▶ [Written exercise]: Set down the rows below word for word, starting with the line that contains "of the shirt" and going on through the last line of the rows.

────────────────────────────────────────

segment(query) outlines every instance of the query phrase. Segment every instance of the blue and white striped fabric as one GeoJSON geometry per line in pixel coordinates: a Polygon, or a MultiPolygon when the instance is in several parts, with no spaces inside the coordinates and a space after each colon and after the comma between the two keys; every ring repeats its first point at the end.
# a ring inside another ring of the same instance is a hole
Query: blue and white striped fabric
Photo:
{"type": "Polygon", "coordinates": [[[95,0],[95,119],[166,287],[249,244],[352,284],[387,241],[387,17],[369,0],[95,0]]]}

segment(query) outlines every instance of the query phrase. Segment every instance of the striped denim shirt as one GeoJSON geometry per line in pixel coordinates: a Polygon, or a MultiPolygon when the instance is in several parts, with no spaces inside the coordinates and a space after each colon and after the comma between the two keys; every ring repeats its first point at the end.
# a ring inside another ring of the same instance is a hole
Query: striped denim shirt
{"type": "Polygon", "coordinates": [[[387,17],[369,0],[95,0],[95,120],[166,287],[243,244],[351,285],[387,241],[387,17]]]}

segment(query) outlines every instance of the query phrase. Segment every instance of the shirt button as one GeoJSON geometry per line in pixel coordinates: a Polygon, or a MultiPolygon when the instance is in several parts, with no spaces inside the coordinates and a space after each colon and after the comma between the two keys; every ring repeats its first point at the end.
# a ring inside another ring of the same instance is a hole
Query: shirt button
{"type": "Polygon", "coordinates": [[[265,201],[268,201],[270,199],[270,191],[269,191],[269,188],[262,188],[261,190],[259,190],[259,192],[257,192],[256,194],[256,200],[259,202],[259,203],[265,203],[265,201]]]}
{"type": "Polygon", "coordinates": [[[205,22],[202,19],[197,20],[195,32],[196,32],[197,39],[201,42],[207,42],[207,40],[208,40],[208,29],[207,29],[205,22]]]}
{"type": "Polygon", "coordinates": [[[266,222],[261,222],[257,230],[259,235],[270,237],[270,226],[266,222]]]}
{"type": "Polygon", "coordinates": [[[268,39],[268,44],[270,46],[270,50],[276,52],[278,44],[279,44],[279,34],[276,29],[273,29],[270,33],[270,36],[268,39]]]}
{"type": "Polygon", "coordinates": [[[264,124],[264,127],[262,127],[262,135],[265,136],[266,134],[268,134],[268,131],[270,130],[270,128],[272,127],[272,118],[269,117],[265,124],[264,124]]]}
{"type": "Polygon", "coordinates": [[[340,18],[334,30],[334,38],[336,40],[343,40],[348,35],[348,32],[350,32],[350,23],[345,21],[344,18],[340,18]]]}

────────────────────────────────────────

▶ [Solution]:
segment(query) outlines every instance of the query phrase. Segment every instance of the shirt button as one GeoJSON geometry per line in pixel coordinates: a Polygon, or a MultiPolygon when the instance is in several parts, with no spaces inside the coordinates and a space after each colon and after the comma between the two keys; every ring repeats its first point at the end.
# a ring inside another ring of the same instance is a hole
Query: shirt button
{"type": "Polygon", "coordinates": [[[265,201],[268,201],[270,199],[270,191],[269,191],[269,188],[262,188],[261,190],[259,190],[259,192],[257,192],[256,194],[256,200],[259,202],[259,203],[265,203],[265,201]]]}
{"type": "Polygon", "coordinates": [[[205,22],[202,19],[197,20],[195,32],[196,32],[197,39],[201,42],[207,42],[207,40],[208,40],[208,29],[207,29],[205,22]]]}
{"type": "Polygon", "coordinates": [[[266,222],[261,222],[257,230],[259,235],[270,237],[270,226],[266,222]]]}
{"type": "Polygon", "coordinates": [[[268,39],[268,44],[270,46],[270,50],[276,52],[278,44],[279,44],[279,34],[276,29],[273,29],[270,33],[270,36],[268,39]]]}
{"type": "Polygon", "coordinates": [[[264,124],[264,127],[262,127],[262,135],[265,136],[266,134],[268,134],[268,131],[270,130],[270,128],[272,127],[272,118],[269,117],[265,124],[264,124]]]}
{"type": "Polygon", "coordinates": [[[340,18],[334,30],[334,38],[336,40],[343,40],[348,35],[348,32],[350,32],[350,23],[345,21],[344,18],[340,18]]]}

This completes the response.